> _TASK STATEMENT_: Can you give the part of the firearms passage starting with "In 1945 the" and going on through "has steadily increased." again, with "homicide rate" renamed to "murder rate"?

> _SOURCE EXTRACT_:
○ ○ ○ ○ ○

Inserting the word "from" defines firearms as the cause. It comes with the assumption: if there were no firearms, none of the deaths listed would have occurred.
That is a false assumption.
The rate of total suicides is little affected by a reduction of firearms; similarly, a reduction of firearms has little, if any, effect on homicides.
There may be an effect on fatal accidents. The numbers are so small, it is difficult to know if reducing the number of firearms would reduce the total rate of accidental deaths. It might, or it might not.
The rate of accidental deaths with firearms has been reduced a remarkable 94% in the last 85 years, which is why the current number is so small. We do not have a good number for how many privately owned firearms there were 85 years ago. The first reasonable estimate is from 1945. 91 of the 94% reduction in the rate of fatal firearm accidents has occurred since 1945.
The reduction has occurred while the per capita number of firearms has risen from .35 in 1945 to 1.37 in 2019. In 75 years, the number of firearms per person in the United States has increased 390%. There is little correlation with the number of guns and the number of fatal gun accidents.
By the end of 2020, there will be four times as many privately owned guns per person in the United States as there was in 1945. The homicide rate is lower today than it was in 1945.
In 1945 the homicide rate was 5.7 per 100,000. In 1933 it was 9.7. In 1957, it was 4.0. In 1974, it was 9.8. In 1980, it was 10.2. In 1984, it was 7.9. In 1993, it was 9.8. By 2013, it was back down to 4.5.
The homicide rate has gone through wild swings, as the per capita number of firearms has steadily increased.
There is no correlation between the number of guns and the homicide rate.
An absolutist might claim if there were no guns, there would be no gun accidents. No rational person believes the number of firearms in society can be reduced to zero. Even with the draconian gun controls put in place in Australia in 1997, the number of private guns is now more than it was before the controls were put in place. To reduce guns to zero, you have to eliminate the potential of making them. Making guns at home is getting easier every year.
There were 444 million private firearms in the United States at the end of 2019. The population was 328.2 million.
In the results section of the abstract, the error is repeated. This is not a surprise. The error is the heart of the paper. Without the error, the reason for the article evaporates. From the results:
The lifetime risk of death from firearms, drug overdoses, and motor vehicle accidents was 0.93% (95% confidence interval [CI], 0.92%-0.94%), 1.52% (95% CI, 1.51%-1.53%), and 0.92% (95% CI, 0.91%-0.93%), respectively.

○ ○ ○ ○ ○

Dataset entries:

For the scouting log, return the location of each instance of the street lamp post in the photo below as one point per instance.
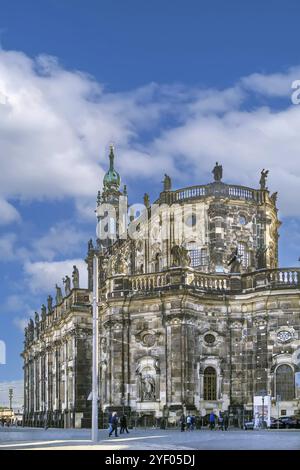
(263, 409)
(95, 353)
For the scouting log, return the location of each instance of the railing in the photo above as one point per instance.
(178, 278)
(219, 189)
(281, 278)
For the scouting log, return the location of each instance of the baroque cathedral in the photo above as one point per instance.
(194, 313)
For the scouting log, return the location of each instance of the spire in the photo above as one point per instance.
(111, 157)
(111, 180)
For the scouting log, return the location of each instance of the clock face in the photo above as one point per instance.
(284, 336)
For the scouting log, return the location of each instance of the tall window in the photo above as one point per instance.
(244, 254)
(157, 263)
(285, 382)
(210, 384)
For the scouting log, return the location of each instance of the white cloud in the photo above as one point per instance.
(55, 125)
(8, 213)
(41, 276)
(276, 84)
(61, 239)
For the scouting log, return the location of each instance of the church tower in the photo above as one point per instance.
(111, 206)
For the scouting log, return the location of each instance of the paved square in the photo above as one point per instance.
(149, 439)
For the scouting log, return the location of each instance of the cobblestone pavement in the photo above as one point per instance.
(149, 439)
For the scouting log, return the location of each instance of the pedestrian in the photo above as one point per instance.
(211, 420)
(46, 421)
(123, 424)
(188, 422)
(182, 423)
(221, 421)
(193, 422)
(225, 421)
(110, 422)
(114, 423)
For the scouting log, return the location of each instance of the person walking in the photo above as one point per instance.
(182, 423)
(221, 421)
(226, 421)
(188, 422)
(46, 424)
(211, 420)
(114, 424)
(110, 422)
(123, 424)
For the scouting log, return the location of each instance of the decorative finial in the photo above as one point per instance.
(167, 183)
(217, 172)
(111, 157)
(263, 179)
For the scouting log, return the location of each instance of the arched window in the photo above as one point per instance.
(157, 263)
(210, 384)
(285, 387)
(244, 254)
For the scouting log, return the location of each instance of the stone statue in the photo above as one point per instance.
(167, 183)
(90, 245)
(217, 172)
(59, 296)
(26, 335)
(148, 388)
(180, 256)
(99, 199)
(263, 179)
(235, 262)
(146, 200)
(31, 330)
(274, 198)
(49, 303)
(119, 265)
(75, 277)
(260, 256)
(44, 312)
(67, 284)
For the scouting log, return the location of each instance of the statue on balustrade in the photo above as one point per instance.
(59, 297)
(90, 245)
(49, 303)
(44, 312)
(235, 262)
(167, 183)
(148, 388)
(180, 256)
(75, 277)
(30, 330)
(37, 324)
(274, 198)
(67, 284)
(119, 265)
(260, 256)
(146, 200)
(218, 172)
(263, 179)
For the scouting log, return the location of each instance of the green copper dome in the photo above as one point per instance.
(111, 177)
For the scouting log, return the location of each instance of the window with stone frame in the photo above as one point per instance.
(244, 254)
(285, 382)
(198, 255)
(210, 384)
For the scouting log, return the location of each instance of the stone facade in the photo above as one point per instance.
(195, 314)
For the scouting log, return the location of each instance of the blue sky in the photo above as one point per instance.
(176, 85)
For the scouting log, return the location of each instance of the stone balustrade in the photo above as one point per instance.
(285, 278)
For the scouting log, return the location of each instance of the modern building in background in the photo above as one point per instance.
(195, 314)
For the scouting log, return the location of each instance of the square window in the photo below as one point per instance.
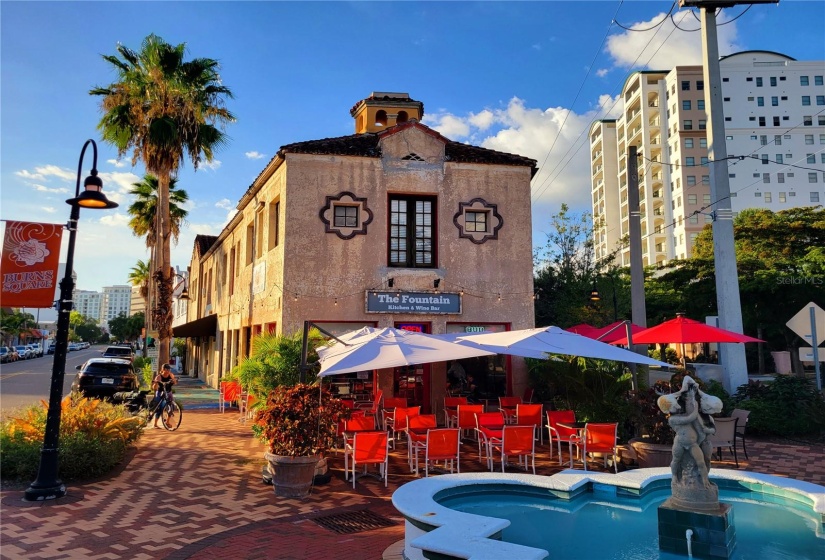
(475, 221)
(345, 216)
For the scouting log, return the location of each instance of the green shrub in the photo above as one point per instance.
(94, 436)
(787, 406)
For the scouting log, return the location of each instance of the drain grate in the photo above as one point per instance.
(353, 522)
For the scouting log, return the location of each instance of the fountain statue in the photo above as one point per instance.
(694, 505)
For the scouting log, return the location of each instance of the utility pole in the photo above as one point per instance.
(731, 356)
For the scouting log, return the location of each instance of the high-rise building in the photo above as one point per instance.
(774, 132)
(88, 304)
(116, 300)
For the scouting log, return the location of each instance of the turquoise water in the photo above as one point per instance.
(597, 527)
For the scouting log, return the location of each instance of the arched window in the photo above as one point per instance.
(381, 118)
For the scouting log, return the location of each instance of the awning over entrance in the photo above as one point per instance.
(205, 326)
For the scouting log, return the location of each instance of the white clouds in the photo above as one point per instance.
(212, 165)
(664, 46)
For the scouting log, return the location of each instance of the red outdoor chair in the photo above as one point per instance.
(370, 448)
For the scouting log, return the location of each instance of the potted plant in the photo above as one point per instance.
(299, 424)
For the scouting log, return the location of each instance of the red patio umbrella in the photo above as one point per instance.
(682, 330)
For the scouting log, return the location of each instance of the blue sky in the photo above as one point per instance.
(520, 77)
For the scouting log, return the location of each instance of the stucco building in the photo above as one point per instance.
(394, 226)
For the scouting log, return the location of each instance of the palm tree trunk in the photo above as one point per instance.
(164, 280)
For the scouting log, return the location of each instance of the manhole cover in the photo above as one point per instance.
(353, 522)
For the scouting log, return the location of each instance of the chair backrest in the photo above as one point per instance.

○ ○ ○ ○ ○

> _TASK RESPONSE_:
In 1945 the murder rate was 5.7 per 100,000. In 1933 it was 9.7. In 1957, it was 4.0. In 1974, it was 9.8. In 1980, it was 10.2. In 1984, it was 7.9. In 1993, it was 9.8. By 2013, it was back down to 4.5.
The murder rate has gone through wild swings, as the per capita number of firearms has steadily increased.